**SOURCE**
▬▬▬
The score bar at the bottom of the screen during a football game has an obvious function: It tells you how many points a team has scored. In some cases, such as the 2021 Chicago Bears, this function is ceremonial. Nonetheless, we primarily use the score bar as an information device.
But viewers intuitively understand it as a design object, too. Each network’s score bar has its own feel, and broadcasters use that feel to shape your experience of the game.
The EXTREMELY ITALIC visual language of Fox’s graphics package frames the sport as a fast-paced video game, and the compact dimensions of the scoreboard allow the network’s look to translate gracefully from a TV to a vertical phone screen. (I’ve previously detailed my admiration for the shrewd, device-agnostic design choices of Fox Box 2020.)
NBC has the marquee primetime slot and employs a graphical approach to match. The look of Sunday Night Football’s score bar casts the game as an epic drama. Every element of the score readout appears to glow. Gratuitous streaks of light spill from the timeout indicators along the bottom, evoking the awesome high-contrast radiance of stadium lights after dark (in particular, those lights as seen through a movie camera). Areas of shadow heighten the contrast and add dimension to suggest the stadium’s depths. The team logos looming in those depths are huge, too big even for the very parallelograms NBC has built to contain them, giving a larger-than-life air to the gladiators on the field.
Amid its grandeur, NBC also maintains touches of subtlety—such as the tiny possession indicator above each team’s score—and refinement, such as that exquisite ampersand. Go on, try to find a more graceful down-and-distance ampersand. You can’t. That ampersand is a little butler, gently pouring you a teacup of chamomile football.
Whether or not they suit your personal taste, the Fox and NBC designs at least tell a coherent story. I struggle to say the same about CBS’ 2021 redesign. I call it a “redesign” for lack of a better word, but it falls short of the overhaul that "redesign" might imply. Instead, the new CBS look is a peculiar, half-hearted paint job applied to the perfectly good graphics package CBS had used since 2016. It's an iPhone 13 sort of update, with no compelling reason to exist other than somebody decided it was time for it to exist.
▬▬▬
**WRITTEN INSTRUCTION 1**
Decide whether each statement agrees with the text on football score bars. Answer yes or no for each, and quote the words of the text that settle it.
(a) The team logos on NBC's score bar are too large for the shapes built to hold them.
(b) CBS' 2021 redesign is a full overhaul of its graphics.
(c) Fox's scoreboard is too wide to work well on a vertical phone screen.
**WRITTEN INSTRUCTION 2**
According to the text on football score bars, since what year had CBS used the graphics package its 2021 look was applied to?
**WRITTEN INSTRUCTION 3**
Resume the text on football score bars, starting right after its last sentence.
▬▬▬
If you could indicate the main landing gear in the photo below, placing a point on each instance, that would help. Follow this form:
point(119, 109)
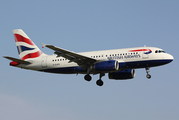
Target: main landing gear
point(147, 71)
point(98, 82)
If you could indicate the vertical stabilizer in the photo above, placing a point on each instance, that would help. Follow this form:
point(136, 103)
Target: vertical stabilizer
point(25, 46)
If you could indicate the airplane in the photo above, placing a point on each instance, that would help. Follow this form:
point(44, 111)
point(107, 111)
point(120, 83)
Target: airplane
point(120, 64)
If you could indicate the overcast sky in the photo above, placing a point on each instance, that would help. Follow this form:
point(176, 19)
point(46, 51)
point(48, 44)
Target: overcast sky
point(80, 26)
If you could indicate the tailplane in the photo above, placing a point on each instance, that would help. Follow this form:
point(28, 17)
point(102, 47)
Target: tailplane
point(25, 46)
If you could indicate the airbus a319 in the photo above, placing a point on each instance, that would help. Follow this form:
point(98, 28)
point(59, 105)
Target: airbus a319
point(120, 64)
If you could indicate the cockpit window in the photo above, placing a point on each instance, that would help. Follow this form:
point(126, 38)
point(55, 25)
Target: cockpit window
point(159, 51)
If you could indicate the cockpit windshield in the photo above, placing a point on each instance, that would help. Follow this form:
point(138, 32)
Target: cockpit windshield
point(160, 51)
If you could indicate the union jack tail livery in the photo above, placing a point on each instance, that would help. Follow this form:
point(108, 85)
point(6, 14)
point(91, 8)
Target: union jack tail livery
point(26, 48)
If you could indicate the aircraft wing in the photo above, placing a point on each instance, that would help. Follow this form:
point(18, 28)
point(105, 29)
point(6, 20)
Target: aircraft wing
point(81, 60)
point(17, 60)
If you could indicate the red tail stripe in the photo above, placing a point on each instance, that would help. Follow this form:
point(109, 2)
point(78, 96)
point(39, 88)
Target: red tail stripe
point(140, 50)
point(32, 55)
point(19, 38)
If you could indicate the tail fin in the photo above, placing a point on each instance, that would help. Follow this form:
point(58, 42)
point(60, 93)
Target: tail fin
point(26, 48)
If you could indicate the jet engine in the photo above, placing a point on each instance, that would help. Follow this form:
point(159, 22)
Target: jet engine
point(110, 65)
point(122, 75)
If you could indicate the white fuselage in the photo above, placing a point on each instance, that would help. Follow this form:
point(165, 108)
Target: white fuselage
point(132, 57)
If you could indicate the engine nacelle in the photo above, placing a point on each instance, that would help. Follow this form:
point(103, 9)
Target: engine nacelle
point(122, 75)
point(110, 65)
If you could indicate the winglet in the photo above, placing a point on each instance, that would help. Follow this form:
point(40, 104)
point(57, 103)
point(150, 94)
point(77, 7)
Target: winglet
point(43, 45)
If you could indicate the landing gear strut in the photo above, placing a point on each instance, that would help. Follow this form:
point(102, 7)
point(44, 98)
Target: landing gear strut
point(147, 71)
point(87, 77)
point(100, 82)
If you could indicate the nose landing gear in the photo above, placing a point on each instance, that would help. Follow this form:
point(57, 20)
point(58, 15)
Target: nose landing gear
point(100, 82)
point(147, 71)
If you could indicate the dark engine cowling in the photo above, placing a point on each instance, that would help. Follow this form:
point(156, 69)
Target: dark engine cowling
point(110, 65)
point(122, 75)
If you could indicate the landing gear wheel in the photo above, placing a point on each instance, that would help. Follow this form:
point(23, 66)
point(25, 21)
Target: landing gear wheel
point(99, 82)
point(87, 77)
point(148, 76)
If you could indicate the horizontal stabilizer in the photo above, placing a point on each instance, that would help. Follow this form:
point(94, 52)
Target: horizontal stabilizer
▬▬▬
**WRITTEN REPLY 1**
(a) Yes: "too big even for the very parallelograms NBC has built to contain them"
(b) No: "it falls short of the overhaul that "redesign" might imply"
(c) No: "the compact dimensions of the scoreboard allow the network’s look to translate gracefully from a TV to a vertical phone screen"

**WRITTEN REPLY 2**
Since 2016.

**WRITTEN REPLY 3**
The previous, understated CBS design was characteristic of the network’s visual tradition: “Welcome to football on CBS, now let us get out of your way.” Usually, CBS’ approach to a football-graphics redesign has been to look at whatever Fox was doing a few years ago, strip away any flash or gimmickry, and drench the austere skeleton that remains in a coat of CBS blue.
And there’s nothing wrong with that. For the last couple of decades, the result of this process has been a long succession of on-screen scoreboard designs that were clear and unobtrusive. And, to various degrees, blue.
Over the years, as it continued to sand down the trailing edges of broadcast design trends, CBS built a reputation as the network that was trying not to distract you from the action. This niche fits CBS’ more buttoned-down culture vis-a-vis its competitors. The NBC peacock promises a big colorful show, but the CBS eye promises you the best view of the action. A boring, quiet graphics package suits the latter approach.
Yet in the 2021 revision, CBS’ look has become boring and loud, which is a less appealing combination. The new design is “simpler” in a superficial sense: CBS has embraced the flat look that you may recognize from every corporate branding makeover of the last five years. That means designers ruthlessly eliminated the borders and faux-3D details of the 2020 graphics. Everything that remains is unrelentingly bold. I don’t mean “bold” as in “daring.” I mean “bold” as in, someone dragged their cursor over the old design and hit Control-B.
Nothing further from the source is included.